Transcribe exactly the line in which "Query: car on the shoulder" occurs, plus every line that comes after it up to the end of the entries.
[Raw data — start]
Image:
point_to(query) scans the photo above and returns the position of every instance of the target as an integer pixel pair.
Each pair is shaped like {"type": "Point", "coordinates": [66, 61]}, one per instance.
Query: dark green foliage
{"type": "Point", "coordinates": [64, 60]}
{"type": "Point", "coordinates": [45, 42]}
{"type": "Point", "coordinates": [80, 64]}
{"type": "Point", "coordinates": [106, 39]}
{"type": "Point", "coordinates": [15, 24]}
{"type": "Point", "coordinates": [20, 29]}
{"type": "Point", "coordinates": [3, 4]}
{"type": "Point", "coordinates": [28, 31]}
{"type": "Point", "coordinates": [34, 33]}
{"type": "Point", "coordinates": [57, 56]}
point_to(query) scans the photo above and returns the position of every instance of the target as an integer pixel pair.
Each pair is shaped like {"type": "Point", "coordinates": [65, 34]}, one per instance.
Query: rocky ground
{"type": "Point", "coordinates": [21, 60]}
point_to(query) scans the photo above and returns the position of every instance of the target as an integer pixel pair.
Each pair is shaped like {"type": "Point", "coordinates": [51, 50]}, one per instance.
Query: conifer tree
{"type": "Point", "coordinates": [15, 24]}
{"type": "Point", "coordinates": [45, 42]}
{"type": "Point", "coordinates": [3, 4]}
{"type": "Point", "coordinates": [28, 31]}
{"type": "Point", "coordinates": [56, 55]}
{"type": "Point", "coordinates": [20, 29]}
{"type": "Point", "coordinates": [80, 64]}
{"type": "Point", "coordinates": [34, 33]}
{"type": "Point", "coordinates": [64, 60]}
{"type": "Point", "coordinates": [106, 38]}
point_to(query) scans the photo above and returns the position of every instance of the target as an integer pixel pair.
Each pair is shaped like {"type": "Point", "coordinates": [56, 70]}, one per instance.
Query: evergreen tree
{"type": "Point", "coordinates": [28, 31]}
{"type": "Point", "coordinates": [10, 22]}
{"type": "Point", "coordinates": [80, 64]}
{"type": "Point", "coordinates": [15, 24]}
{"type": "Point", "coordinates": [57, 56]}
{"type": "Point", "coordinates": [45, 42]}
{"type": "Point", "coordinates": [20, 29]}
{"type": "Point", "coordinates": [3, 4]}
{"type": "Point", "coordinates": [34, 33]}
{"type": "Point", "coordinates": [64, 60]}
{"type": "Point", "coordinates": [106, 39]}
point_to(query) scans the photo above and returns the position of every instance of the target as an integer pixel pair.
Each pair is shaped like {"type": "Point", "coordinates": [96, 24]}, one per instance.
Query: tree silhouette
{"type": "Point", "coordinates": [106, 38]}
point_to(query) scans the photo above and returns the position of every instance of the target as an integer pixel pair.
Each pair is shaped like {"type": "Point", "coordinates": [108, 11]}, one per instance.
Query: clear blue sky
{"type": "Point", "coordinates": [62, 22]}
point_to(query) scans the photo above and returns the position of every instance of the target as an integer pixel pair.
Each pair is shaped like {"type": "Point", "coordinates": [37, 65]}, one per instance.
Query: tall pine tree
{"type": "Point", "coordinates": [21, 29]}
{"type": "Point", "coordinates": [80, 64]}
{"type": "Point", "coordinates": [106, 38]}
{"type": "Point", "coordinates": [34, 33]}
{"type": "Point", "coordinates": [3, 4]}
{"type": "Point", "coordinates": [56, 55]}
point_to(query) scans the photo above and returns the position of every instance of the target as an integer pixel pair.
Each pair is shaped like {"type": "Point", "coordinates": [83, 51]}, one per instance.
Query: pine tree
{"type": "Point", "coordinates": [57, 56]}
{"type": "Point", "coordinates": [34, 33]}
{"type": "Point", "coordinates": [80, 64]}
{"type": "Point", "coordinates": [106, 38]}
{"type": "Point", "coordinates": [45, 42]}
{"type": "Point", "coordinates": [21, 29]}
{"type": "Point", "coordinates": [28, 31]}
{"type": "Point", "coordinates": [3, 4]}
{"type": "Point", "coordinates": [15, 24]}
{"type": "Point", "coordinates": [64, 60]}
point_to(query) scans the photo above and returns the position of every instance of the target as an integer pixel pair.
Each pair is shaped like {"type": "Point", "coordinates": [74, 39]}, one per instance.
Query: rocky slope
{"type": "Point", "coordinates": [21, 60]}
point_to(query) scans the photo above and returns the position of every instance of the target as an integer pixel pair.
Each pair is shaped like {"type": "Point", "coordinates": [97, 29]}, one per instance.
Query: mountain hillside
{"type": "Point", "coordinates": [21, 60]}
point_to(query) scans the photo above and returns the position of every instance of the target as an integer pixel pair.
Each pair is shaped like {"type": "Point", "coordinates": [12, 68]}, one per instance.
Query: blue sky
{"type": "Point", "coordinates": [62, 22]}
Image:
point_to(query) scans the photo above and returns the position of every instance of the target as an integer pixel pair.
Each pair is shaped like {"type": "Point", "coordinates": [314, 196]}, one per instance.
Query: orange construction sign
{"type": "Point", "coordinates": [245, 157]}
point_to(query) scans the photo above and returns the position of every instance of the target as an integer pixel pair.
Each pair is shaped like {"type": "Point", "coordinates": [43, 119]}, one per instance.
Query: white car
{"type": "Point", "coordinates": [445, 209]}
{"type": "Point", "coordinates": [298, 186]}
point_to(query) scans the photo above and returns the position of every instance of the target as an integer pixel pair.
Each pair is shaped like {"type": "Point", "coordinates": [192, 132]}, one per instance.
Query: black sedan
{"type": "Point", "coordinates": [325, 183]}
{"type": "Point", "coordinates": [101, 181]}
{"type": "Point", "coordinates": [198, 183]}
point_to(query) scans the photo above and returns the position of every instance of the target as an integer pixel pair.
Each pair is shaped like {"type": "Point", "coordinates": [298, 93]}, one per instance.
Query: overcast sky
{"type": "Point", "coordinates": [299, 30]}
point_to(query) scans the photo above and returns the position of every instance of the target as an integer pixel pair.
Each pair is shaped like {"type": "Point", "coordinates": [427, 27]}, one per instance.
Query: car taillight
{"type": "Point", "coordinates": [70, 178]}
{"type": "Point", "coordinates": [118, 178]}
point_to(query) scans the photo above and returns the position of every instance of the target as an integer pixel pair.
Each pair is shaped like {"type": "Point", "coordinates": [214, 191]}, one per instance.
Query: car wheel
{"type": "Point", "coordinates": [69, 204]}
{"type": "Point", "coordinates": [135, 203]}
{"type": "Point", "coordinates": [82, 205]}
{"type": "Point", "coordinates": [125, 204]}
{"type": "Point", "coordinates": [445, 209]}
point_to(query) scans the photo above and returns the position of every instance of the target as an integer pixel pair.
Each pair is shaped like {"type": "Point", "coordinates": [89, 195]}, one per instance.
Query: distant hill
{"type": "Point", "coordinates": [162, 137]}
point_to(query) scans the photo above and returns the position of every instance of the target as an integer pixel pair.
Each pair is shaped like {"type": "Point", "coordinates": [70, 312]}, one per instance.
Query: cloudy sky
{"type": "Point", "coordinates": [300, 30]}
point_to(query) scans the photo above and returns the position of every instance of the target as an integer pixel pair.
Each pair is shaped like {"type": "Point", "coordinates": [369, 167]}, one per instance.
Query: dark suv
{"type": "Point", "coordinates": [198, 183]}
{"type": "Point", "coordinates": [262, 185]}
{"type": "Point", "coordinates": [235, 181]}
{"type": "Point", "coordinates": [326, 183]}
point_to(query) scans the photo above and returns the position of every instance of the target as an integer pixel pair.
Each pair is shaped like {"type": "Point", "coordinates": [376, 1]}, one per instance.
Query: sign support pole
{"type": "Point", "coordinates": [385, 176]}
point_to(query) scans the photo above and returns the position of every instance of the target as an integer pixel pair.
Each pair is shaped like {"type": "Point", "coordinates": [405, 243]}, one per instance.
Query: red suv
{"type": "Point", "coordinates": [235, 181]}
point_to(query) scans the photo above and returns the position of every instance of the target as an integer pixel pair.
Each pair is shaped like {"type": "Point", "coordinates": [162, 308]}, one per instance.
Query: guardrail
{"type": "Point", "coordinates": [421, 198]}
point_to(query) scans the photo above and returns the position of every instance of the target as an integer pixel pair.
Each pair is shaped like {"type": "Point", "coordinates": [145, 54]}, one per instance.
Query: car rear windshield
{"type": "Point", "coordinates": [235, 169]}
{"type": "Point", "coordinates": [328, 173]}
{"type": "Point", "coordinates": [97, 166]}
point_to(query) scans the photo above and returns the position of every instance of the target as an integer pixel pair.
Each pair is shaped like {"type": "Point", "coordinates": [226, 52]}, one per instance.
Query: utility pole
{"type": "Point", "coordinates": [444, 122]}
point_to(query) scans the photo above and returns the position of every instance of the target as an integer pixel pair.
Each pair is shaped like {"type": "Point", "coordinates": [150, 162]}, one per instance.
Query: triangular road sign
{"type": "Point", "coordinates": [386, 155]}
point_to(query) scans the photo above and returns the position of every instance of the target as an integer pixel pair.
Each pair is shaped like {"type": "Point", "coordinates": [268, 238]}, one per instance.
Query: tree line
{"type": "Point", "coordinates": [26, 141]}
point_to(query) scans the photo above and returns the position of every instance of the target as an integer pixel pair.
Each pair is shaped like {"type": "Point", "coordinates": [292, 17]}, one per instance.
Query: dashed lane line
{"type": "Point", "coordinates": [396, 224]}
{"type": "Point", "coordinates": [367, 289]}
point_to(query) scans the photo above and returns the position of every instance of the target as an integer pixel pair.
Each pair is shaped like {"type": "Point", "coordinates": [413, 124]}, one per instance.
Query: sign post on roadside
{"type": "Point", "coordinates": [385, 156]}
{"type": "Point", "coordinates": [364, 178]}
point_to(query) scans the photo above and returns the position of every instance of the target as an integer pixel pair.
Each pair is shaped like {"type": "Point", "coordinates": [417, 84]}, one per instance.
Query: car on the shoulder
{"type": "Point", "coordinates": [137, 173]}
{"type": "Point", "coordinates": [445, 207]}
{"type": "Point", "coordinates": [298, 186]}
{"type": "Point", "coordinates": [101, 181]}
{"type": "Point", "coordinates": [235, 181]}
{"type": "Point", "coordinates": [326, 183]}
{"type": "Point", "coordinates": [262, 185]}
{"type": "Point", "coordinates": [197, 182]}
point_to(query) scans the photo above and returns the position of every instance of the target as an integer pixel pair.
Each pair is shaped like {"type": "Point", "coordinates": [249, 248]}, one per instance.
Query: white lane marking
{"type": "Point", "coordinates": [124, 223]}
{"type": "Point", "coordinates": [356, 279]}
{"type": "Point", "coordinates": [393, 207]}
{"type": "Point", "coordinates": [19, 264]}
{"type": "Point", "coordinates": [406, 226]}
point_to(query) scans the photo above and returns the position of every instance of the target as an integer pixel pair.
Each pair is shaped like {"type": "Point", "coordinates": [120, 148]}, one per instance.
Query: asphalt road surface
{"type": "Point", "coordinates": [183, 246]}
[Raw data — finish]
Solved problem →
Query: car on the shoulder
{"type": "Point", "coordinates": [137, 173]}
{"type": "Point", "coordinates": [445, 207]}
{"type": "Point", "coordinates": [298, 186]}
{"type": "Point", "coordinates": [101, 181]}
{"type": "Point", "coordinates": [235, 181]}
{"type": "Point", "coordinates": [326, 183]}
{"type": "Point", "coordinates": [262, 185]}
{"type": "Point", "coordinates": [197, 182]}
point_to(query) scans the photo above and returns the position of every instance of the target as an integer pixel pair.
Each pair is shaped like {"type": "Point", "coordinates": [249, 248]}, one per instance.
Query: white lane marking
{"type": "Point", "coordinates": [124, 223]}
{"type": "Point", "coordinates": [356, 279]}
{"type": "Point", "coordinates": [393, 207]}
{"type": "Point", "coordinates": [19, 264]}
{"type": "Point", "coordinates": [406, 226]}
point_to(query) scans the photo above and returns the position of every instance of the target as an integer pixel pair.
Each pair is shaped like {"type": "Point", "coordinates": [120, 148]}, one per instance.
Query: asphalt road surface
{"type": "Point", "coordinates": [183, 246]}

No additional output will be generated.